Here's a proposed patch along that line.  I included SPI_result (SPI's
equivalent of errno) in the set of saved-and-restored variables,
so that all the exposed SPI globals behave the same.

Also, in further service of providing insulation between SPI nesting
levels, I thought it'd be a good idea for SPI_connect() to reset the
globals to zero/NULL after saving them.  This ensures that a nesting
level can't accidentally be affected by the state of an outer level.
It's barely possible that there's somebody out there who's *intentionally*
accessing state from a calling SPI level, but that seems like it'd be
pretty dangerous programming practice.  Still, maybe there's an argument
for omitting that hunk in released branches.

Comments?

================================

→ **GIVEN REQUEST 1**:
Print the stretch of the message about SPI globals from "It's barely possible" through "in released branches.", word for word.

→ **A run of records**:
================================

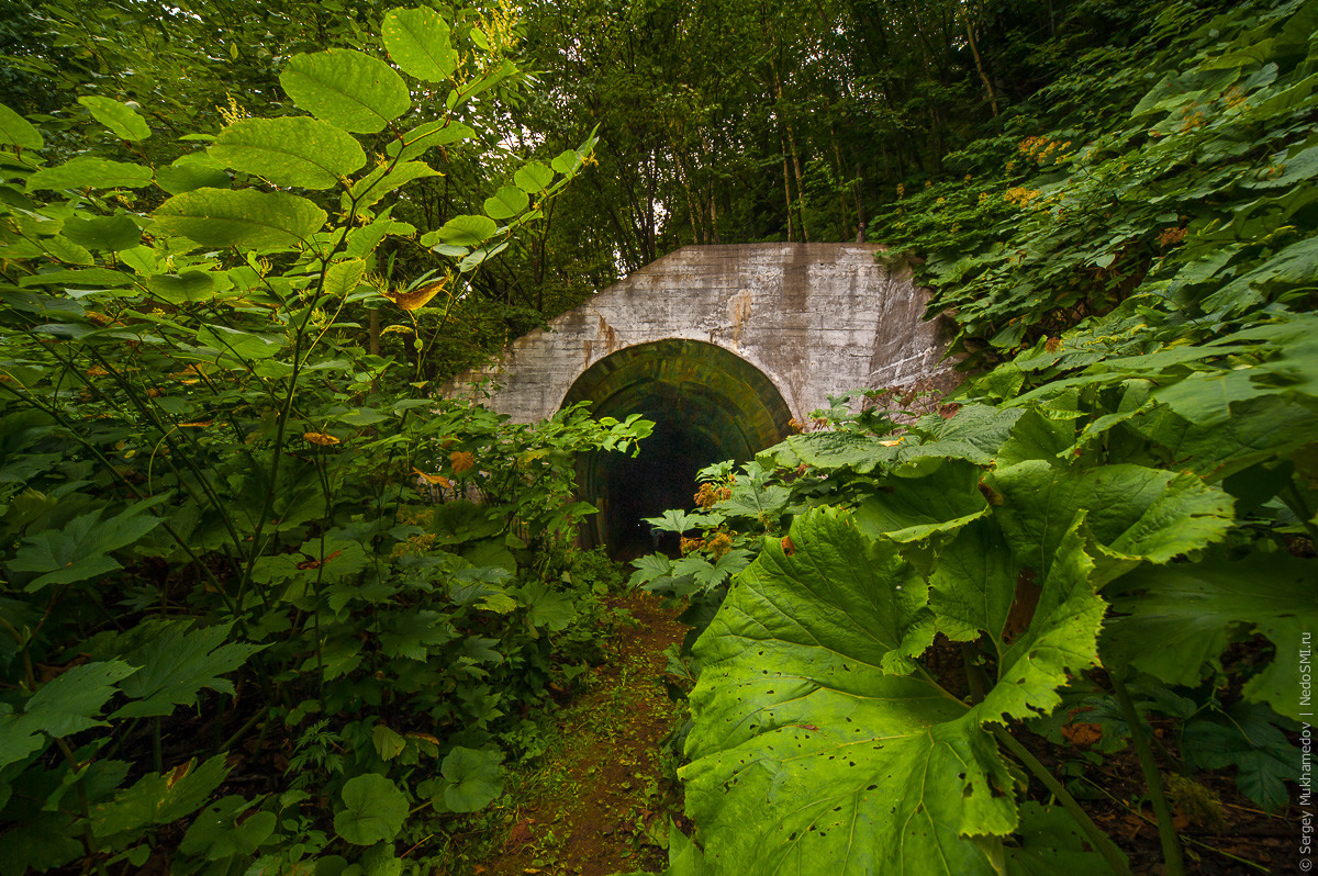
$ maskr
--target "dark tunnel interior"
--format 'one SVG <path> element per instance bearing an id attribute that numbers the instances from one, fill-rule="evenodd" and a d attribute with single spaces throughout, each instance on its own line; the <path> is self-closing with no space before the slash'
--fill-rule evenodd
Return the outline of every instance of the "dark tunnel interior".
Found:
<path id="1" fill-rule="evenodd" d="M 767 377 L 714 344 L 667 340 L 639 344 L 592 365 L 564 406 L 589 400 L 594 416 L 641 414 L 655 423 L 633 458 L 592 453 L 577 465 L 577 491 L 600 514 L 581 532 L 584 547 L 605 545 L 630 560 L 655 549 L 642 518 L 691 508 L 696 472 L 721 460 L 743 462 L 783 439 L 791 412 Z M 677 555 L 677 536 L 659 549 Z"/>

================================

→ **GIVEN REQUEST 2**:
In the records, change every "dark tunnel interior" to "dark cave interior" and keep everything else the same. Leave out the pictures.

→ **TASK ANSWER 1**:
It's barely possible that there's somebody out there who's *intentionally*
accessing state from a calling SPI level, but that seems like it'd be
pretty dangerous programming practice.  Still, maybe there's an argument
for omitting that hunk in released branches.

→ **TASK ANSWER 2**:
$ maskr
--target "dark cave interior"
--format 'one SVG <path> element per instance bearing an id attribute that numbers the instances from one, fill-rule="evenodd" and a d attribute with single spaces throughout, each instance on its own line; the <path> is self-closing with no space before the slash'
--fill-rule evenodd
Return the outline of every instance of the "dark cave interior".
Found:
<path id="1" fill-rule="evenodd" d="M 767 377 L 714 344 L 667 340 L 639 344 L 592 365 L 564 406 L 589 400 L 594 416 L 641 414 L 655 423 L 633 458 L 592 453 L 577 465 L 577 491 L 600 514 L 581 532 L 584 547 L 605 545 L 630 560 L 655 549 L 642 518 L 691 508 L 696 472 L 721 460 L 743 462 L 783 439 L 791 412 Z M 677 555 L 677 536 L 659 549 Z"/>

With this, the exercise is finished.